» **Extrait choisi**

■ ■ ■

En début de saison dernière, vous aviez promis une dizaine de buts avec Charleroi. Vous en avez marqué un seul !

Ben oui… Premier bilan ici : zéro, nul ! J’étais resté inactif pendant plus d’une demi-saison à cause de ma fracture du bras et il m’a fallu plus de temps que prévu pour retrouver le rythme et mes sensations. Quand j’ai été enfin bien, l’équipe tournait et Jacky Mathijssen ne me faisait pas confiance. Mais j’ai appris à connaître le club de l’intérieur et j’ai bien étudié le jeu de tous nos adversaires. Depuis le début de cette saison, aucune équipe ne m’a surpris.

Mais vous ne jouez pas beaucoup plus…

Toujours le même problème. On ne me fait guère confiance. J’essaye de faire abstraction et je bosse, je bosse, je bosse. Je suis occupé à prendre mon envol, j’ai marqué deux buts en Coupe contre Deinze mais je me serais sans doute envolé plus tôt si on avait cru en moi.

■ ■ ■

» **Énoncé donné A**
D'après l'entretien, combien de buts le joueur a-t-il marqués en Coupe contre Deinze ?
» **Énoncé donné B**
Transcrivez le passage de l'entretien qui commence par "Ben oui… Premier" et se poursuit jusqu'à "ne m’a surpris.".
Le matériel placé ci-dessous ne joue aucun rôle ici.

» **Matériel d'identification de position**
■ ■ ■

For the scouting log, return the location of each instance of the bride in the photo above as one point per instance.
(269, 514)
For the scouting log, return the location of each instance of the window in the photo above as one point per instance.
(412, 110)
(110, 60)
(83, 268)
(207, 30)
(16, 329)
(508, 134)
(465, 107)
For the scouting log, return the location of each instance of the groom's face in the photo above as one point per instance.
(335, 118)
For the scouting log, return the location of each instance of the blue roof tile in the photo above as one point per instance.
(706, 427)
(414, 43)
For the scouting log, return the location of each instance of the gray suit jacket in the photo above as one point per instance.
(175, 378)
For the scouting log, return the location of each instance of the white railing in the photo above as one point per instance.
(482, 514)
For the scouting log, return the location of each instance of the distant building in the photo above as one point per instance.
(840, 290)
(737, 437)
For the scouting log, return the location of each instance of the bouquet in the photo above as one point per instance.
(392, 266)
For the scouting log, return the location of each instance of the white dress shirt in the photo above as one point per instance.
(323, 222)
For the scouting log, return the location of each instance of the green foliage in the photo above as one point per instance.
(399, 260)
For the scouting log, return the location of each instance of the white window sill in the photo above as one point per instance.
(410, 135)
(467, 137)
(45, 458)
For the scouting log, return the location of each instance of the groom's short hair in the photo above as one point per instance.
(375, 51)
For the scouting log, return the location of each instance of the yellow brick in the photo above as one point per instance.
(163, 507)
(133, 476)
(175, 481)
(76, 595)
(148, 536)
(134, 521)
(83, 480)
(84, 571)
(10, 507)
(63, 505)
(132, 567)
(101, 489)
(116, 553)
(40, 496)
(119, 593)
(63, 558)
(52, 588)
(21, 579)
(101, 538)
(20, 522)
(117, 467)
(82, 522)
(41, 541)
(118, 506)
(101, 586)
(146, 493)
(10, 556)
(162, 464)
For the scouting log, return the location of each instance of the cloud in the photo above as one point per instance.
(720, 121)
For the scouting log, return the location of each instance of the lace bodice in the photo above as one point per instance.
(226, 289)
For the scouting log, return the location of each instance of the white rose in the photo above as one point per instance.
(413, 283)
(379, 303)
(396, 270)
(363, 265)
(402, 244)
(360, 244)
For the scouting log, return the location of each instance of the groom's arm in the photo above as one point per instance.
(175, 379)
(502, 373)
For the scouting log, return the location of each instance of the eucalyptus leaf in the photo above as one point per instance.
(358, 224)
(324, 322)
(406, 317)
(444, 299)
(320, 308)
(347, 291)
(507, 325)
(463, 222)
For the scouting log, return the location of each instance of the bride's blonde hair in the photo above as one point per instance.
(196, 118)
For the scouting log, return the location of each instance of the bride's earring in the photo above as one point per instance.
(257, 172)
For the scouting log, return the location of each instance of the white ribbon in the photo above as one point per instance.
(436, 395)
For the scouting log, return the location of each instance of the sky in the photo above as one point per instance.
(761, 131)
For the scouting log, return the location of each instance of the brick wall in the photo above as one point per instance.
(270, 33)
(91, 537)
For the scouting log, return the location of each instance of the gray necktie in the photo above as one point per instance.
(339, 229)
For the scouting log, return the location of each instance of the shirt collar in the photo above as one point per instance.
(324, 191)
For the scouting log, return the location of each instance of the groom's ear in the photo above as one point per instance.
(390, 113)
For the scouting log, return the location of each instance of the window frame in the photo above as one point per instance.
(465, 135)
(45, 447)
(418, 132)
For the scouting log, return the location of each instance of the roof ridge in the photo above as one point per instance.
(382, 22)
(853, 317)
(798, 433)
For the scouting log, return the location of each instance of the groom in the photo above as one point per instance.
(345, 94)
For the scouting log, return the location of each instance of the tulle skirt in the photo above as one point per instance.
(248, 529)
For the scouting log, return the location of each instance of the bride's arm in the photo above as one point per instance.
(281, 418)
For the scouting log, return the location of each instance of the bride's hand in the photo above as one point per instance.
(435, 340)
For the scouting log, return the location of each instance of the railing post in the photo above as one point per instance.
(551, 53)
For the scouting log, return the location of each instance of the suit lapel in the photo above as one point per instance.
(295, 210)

■ ■ ■

» **Réponse de l'exercice A**
Il en a marqué deux.

» **Réponse de l'exercice B**
Ben oui… Premier bilan ici : zéro, nul ! J’étais resté inactif pendant plus d’une demi-saison à cause de ma fracture du bras et il m’a fallu plus de temps que prévu pour retrouver le rythme et mes sensations. Quand j’ai été enfin bien, l’équipe tournait et Jacky Mathijssen ne me faisait pas confiance. Mais j’ai appris à connaître le club de l’intérieur et j’ai bien étudié le jeu de tous nos adversaires. Depuis le début de cette saison, aucune équipe ne m’a surpris.